_What to do:_ Take the line that contains "For every instance of the sailing" and every line after it in the material below, and quote them exactly.

_Records to process:_
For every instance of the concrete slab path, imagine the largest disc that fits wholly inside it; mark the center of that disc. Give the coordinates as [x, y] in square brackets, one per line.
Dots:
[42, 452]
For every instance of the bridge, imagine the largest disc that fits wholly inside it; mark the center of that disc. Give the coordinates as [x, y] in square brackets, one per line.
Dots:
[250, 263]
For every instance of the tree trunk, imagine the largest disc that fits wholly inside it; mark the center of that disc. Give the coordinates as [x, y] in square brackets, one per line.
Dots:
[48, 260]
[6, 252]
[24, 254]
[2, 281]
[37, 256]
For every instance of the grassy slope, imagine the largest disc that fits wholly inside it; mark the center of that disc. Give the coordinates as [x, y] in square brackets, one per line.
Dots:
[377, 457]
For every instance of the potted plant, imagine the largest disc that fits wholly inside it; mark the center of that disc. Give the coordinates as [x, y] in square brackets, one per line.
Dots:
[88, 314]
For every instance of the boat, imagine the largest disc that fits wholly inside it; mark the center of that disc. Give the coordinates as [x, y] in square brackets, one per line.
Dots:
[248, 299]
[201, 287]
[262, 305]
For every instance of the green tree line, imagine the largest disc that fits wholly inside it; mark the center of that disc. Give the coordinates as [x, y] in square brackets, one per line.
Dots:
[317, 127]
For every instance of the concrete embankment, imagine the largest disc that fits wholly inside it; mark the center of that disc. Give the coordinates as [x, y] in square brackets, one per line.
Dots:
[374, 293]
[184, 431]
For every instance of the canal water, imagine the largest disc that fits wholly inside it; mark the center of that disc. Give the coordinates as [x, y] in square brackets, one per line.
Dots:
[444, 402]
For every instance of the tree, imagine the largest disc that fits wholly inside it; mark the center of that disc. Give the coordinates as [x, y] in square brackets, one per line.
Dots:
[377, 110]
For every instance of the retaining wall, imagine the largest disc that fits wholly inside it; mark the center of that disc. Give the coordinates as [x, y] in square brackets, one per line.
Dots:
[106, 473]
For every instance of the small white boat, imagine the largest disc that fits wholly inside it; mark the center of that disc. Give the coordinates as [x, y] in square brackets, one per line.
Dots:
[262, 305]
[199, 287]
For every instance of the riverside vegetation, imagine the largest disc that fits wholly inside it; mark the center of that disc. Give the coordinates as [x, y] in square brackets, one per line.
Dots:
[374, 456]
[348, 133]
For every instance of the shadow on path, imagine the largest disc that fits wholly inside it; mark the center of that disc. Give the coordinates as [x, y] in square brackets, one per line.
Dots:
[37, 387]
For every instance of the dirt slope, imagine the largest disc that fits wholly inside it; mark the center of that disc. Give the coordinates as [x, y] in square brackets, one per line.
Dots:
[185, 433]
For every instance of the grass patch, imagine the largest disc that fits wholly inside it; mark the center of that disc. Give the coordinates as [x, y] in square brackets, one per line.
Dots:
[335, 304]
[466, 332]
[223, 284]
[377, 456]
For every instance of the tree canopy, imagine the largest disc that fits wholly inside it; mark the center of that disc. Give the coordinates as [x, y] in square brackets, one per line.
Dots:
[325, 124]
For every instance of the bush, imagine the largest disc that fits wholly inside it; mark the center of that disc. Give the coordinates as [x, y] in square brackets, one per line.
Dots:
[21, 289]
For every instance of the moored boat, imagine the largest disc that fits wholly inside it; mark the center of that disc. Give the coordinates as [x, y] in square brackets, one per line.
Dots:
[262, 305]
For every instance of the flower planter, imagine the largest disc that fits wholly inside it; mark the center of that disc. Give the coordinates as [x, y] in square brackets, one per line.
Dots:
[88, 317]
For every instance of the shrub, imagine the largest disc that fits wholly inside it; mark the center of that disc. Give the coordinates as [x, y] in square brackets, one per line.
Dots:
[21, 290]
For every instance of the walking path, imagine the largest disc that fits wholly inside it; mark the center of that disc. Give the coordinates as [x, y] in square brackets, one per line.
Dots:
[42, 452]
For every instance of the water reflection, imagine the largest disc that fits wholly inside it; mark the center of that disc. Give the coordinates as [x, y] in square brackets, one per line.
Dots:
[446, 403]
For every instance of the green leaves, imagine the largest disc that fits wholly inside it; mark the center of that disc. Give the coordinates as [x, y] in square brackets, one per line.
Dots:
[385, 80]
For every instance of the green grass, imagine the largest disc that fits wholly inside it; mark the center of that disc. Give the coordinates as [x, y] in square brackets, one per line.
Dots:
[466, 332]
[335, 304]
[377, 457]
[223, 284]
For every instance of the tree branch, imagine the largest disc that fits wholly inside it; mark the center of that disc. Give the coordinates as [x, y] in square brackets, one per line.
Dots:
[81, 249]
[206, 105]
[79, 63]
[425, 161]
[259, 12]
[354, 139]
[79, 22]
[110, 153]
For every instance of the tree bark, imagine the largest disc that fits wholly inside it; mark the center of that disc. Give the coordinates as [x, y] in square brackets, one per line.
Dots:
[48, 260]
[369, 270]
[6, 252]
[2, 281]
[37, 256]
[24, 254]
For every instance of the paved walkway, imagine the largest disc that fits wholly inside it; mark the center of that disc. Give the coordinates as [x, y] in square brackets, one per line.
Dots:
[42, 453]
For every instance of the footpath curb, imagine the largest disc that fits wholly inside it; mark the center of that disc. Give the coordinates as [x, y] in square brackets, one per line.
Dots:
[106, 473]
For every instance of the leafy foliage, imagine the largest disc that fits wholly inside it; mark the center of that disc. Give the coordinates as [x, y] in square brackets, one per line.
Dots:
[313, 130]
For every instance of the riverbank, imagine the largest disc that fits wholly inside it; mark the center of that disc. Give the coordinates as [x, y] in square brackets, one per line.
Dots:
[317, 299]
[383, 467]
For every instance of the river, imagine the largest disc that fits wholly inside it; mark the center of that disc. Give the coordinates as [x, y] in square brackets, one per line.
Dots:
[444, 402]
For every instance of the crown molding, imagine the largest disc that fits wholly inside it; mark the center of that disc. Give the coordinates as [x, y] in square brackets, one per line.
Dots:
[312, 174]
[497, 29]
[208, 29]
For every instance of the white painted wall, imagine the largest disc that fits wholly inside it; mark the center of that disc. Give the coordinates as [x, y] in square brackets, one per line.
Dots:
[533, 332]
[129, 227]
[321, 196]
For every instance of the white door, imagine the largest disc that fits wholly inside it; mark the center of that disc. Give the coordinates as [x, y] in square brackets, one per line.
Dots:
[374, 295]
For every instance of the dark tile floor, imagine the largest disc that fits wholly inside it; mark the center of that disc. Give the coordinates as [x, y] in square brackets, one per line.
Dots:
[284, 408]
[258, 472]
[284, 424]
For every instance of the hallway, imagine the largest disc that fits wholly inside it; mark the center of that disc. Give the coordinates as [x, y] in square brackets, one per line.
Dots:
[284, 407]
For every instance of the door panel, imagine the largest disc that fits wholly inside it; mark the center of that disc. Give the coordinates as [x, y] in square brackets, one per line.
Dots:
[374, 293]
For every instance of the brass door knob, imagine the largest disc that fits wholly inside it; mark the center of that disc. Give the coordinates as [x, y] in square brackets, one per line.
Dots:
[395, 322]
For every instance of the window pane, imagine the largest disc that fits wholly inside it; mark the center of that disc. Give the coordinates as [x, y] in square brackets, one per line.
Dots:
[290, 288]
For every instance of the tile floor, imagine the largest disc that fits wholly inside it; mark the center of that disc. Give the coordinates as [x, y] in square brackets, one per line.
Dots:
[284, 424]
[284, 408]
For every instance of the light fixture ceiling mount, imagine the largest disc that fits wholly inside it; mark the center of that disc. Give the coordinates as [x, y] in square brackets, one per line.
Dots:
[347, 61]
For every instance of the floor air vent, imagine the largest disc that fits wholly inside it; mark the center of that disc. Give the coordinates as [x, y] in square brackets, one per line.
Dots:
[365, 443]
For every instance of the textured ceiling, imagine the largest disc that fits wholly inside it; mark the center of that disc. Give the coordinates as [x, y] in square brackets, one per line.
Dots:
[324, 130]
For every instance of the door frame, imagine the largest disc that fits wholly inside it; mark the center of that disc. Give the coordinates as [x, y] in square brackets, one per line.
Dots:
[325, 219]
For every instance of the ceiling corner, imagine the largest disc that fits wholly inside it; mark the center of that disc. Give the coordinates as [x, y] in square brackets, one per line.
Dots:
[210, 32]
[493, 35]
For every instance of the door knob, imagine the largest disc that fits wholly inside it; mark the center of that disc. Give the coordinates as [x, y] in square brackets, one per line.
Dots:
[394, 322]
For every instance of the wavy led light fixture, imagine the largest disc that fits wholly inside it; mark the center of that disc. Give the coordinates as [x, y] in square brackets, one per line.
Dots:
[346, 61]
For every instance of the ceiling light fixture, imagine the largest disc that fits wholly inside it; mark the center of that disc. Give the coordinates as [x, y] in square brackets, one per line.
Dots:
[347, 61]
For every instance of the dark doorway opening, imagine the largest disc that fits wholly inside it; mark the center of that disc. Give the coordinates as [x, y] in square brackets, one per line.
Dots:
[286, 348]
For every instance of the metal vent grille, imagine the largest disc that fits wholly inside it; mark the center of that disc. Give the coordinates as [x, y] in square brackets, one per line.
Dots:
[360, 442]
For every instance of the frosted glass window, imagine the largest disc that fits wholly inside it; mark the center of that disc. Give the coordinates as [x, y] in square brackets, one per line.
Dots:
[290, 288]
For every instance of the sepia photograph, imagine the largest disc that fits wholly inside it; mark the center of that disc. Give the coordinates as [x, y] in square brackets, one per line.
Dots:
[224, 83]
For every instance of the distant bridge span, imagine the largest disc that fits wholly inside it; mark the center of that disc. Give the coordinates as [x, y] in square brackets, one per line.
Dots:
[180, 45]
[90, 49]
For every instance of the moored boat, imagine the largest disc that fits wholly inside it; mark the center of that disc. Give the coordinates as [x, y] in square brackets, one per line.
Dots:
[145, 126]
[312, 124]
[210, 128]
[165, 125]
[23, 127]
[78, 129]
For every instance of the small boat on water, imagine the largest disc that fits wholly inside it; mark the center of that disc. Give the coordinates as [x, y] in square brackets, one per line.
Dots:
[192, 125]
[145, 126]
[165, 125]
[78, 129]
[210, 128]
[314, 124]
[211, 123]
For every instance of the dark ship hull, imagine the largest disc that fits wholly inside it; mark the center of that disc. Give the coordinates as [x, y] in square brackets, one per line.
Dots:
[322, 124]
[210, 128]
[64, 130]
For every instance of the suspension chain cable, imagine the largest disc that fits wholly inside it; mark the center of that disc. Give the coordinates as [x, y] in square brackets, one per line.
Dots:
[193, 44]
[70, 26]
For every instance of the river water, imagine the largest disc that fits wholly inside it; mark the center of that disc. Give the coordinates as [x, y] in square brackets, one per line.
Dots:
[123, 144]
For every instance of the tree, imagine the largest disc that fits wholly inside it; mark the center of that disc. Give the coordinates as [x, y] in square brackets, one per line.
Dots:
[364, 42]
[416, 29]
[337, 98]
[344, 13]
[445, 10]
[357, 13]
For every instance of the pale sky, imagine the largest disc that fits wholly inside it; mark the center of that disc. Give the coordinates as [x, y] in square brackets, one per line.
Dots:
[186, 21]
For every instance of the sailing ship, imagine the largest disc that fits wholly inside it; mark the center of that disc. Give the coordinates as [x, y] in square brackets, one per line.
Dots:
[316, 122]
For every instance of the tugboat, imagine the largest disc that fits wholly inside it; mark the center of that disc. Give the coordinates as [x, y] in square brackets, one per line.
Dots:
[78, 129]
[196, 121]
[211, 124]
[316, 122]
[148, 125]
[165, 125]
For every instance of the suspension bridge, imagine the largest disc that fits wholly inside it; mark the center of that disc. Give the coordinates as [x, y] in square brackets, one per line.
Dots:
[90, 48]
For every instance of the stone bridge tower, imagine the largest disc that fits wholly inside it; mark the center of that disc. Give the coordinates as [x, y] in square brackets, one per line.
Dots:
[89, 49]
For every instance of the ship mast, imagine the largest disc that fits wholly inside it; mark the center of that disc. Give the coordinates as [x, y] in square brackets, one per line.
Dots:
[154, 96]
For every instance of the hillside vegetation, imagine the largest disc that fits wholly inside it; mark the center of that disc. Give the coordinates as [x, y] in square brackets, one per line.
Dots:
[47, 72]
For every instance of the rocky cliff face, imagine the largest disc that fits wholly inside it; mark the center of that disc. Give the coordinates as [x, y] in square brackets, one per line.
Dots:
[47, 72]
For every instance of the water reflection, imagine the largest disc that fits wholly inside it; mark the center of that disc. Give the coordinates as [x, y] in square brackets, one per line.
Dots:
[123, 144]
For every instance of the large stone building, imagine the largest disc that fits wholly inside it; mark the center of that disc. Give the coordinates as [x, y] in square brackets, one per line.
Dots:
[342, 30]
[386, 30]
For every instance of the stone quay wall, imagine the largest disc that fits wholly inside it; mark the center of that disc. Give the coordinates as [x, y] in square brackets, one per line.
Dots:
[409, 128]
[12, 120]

_Solution to this problem:_
For every instance of the sailing ship, imagine the largest disc that fits wholly inside it; mark the center of that disc. Give the coordinates as [x, y] in square brackets, one per line.
Dots:
[316, 122]
For every instance of the tugboat, imagine the largest disc that fits wholly inside it; mark the center of that disc. Give the coordinates as [x, y] in square brackets, one per line.
Dots:
[78, 129]
[196, 121]
[211, 124]
[316, 122]
[148, 125]
[165, 125]
For every instance of the suspension bridge, imagine the largest disc that fits wholly inside it; mark the center of that disc. Give the coordinates as [x, y] in square brackets, one per line.
Dots:
[90, 48]
For every instance of the stone bridge tower, imagine the largest disc that fits wholly inside it; mark the center of that disc. Give the coordinates as [x, y] in square brackets, one per line.
Dots:
[89, 49]
For every instance of the ship mast, imagine the largest disc that fits wholly inside it; mark the center of that disc. Give the coordinates as [x, y] in square brackets, one per line.
Dots:
[154, 96]
For every instance of the hillside vegetation, imagine the largest disc that fits wholly inside it; mark the center of that disc. Give the coordinates as [x, y] in square brackets, one per line.
Dots:
[47, 72]
For every instance of the rocky cliff face, imagine the largest disc that fits wholly inside it; mark the center of that disc. Give the coordinates as [x, y] in square brackets, one per line.
Dots:
[47, 72]
For every instance of the water reflection, imagine the largest disc that fits wholly inside it; mark the center of that disc. Give the coordinates as [x, y] in square brackets, one per line.
Dots:
[123, 144]
For every instance of the large stone building, imagine the largest disc that fits wholly inside it; mark the center of that disc. Give the coordinates as [x, y] in square brackets, one per line.
Dots:
[342, 30]
[386, 30]
For every instance of the stone quay wall, imagine the largest disc that fits wholly inside it; mark the center of that disc. Give the coordinates as [x, y] in square brackets, one per line.
Dots:
[409, 128]
[12, 120]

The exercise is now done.